Stored data entries:
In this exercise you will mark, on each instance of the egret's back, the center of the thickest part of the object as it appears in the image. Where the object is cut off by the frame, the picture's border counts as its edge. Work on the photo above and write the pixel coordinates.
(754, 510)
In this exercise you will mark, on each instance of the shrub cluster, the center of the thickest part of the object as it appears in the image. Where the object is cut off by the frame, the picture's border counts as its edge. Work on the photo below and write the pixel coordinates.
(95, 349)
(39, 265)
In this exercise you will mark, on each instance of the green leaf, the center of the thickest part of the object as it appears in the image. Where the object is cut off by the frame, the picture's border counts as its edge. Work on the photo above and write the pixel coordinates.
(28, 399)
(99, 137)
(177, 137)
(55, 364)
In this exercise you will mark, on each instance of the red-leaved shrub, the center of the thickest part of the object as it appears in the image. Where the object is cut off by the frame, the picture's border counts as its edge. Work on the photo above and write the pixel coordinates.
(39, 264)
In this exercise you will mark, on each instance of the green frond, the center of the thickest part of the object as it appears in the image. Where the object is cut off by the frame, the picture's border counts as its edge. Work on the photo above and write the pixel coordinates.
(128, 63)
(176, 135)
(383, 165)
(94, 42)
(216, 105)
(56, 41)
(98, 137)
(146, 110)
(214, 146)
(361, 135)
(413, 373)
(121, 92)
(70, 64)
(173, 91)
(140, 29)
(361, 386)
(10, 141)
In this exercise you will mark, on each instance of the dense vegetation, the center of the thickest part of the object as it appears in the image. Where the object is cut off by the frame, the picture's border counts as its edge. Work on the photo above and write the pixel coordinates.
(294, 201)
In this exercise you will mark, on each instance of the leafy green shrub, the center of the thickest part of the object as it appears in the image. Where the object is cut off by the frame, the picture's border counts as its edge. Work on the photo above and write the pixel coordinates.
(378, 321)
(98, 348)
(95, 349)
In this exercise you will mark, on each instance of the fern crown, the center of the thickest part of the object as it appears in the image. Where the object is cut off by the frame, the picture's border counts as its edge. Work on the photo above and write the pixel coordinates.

_Problem requirements_.
Could you retype each record exactly as it appears?

_Output of the exercise_.
In this exercise you will mark, on each instance of the egret's back, the center of the thickest part of the object as it appears in the image. Where the object is cut off by the frame, the picture's border counts as its edge. Work on the photo above and write the pixel coordinates.
(754, 510)
In this exercise you will mark, on each instance of the shrub cluster, the center of the thickest part of the object as it appears in the image. Where the object is cut off by the frame, the picture's border counts as its edge. Work on the photo below and write the pixel coordinates.
(95, 349)
(39, 265)
In this exercise you will mark, on each instance of the green leaf, the center of the thickest part of the object as it appears in the image. Where the object is cut off by the frame, the picture's border counts as its edge. Work on the photo above and write the pixel coordinates.
(28, 399)
(99, 137)
(177, 137)
(55, 364)
In this exercise you will mark, on each instance of the red-leaved shrub, the center of the thickest part of the object as it appears in the image. Where the object is cut off by the frame, the picture's border counts as its edge. Work on the photo above and write the pixel coordinates.
(39, 264)
In this exercise you will mark, on each instance of the green frond, the center of the thickest part of the object as it appears in the image. Where the object is cut off by the frame, the picture's border counts as its edge. Work on the photo above and write the pixel coordinates.
(128, 63)
(176, 135)
(383, 165)
(94, 42)
(216, 105)
(56, 41)
(98, 137)
(146, 110)
(214, 146)
(361, 135)
(413, 373)
(121, 92)
(70, 64)
(173, 91)
(140, 29)
(361, 386)
(10, 141)
In this exercise you will mark, on each instance of the dense vegetation, the center of the thickest part of the object as it appears in the image. Where the object is cut off by the frame, the picture's border counts as its edge. Work on the photo above and write the pixel coordinates.
(294, 201)
In this exercise you will mark, on each instance of the leafy green shrub, the center of the thickest part of the object as it appears in the image. Where the object is cut off by the frame, the picture's border counts as its edge. Work on the photo above and write the pixel coordinates.
(378, 321)
(98, 348)
(95, 349)
In this exercise you will mark, on each instance of the fern crown, the center of the thickest part of the object as it appears in the image. Where the object is cut off by the frame, the picture's border counts as its edge. Work on the photo above and write the pixel coordinates.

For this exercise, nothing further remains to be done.